WHAT IS ASKED: Reproduce the lines in the records below, starting with the line that contains "Return one point per instance of the play" and continuing through the end of the records.

MATERIAL FOR THIS TASK:
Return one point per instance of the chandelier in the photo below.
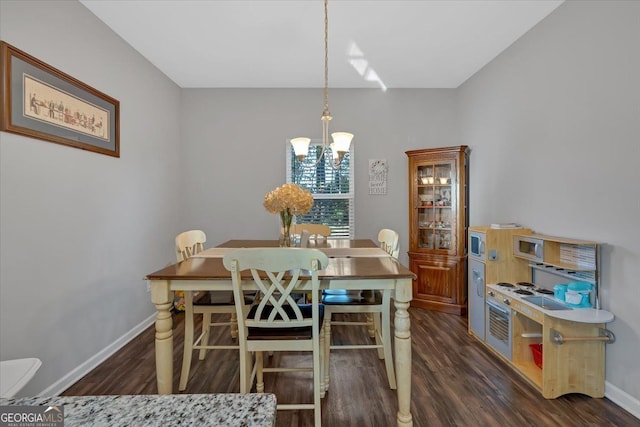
(341, 140)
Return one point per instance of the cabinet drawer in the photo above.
(531, 313)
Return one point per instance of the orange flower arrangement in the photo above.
(288, 200)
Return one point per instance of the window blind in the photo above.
(332, 189)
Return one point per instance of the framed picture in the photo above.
(42, 102)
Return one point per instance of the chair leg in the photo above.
(378, 334)
(322, 356)
(234, 325)
(371, 325)
(317, 381)
(188, 340)
(245, 371)
(206, 327)
(259, 372)
(386, 340)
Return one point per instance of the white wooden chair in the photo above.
(276, 322)
(376, 305)
(188, 244)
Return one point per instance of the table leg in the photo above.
(160, 296)
(403, 351)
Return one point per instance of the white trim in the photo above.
(622, 399)
(72, 377)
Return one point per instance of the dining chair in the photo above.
(374, 304)
(188, 244)
(316, 231)
(275, 322)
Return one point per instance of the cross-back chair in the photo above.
(316, 231)
(376, 305)
(275, 322)
(188, 244)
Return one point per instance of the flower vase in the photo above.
(285, 233)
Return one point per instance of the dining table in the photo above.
(357, 264)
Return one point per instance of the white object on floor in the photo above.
(15, 374)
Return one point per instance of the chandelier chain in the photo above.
(326, 59)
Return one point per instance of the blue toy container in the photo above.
(578, 294)
(559, 291)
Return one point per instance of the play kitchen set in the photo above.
(534, 300)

RESULT:
Return one point per instance of the play kitchen set in the photo above.
(534, 300)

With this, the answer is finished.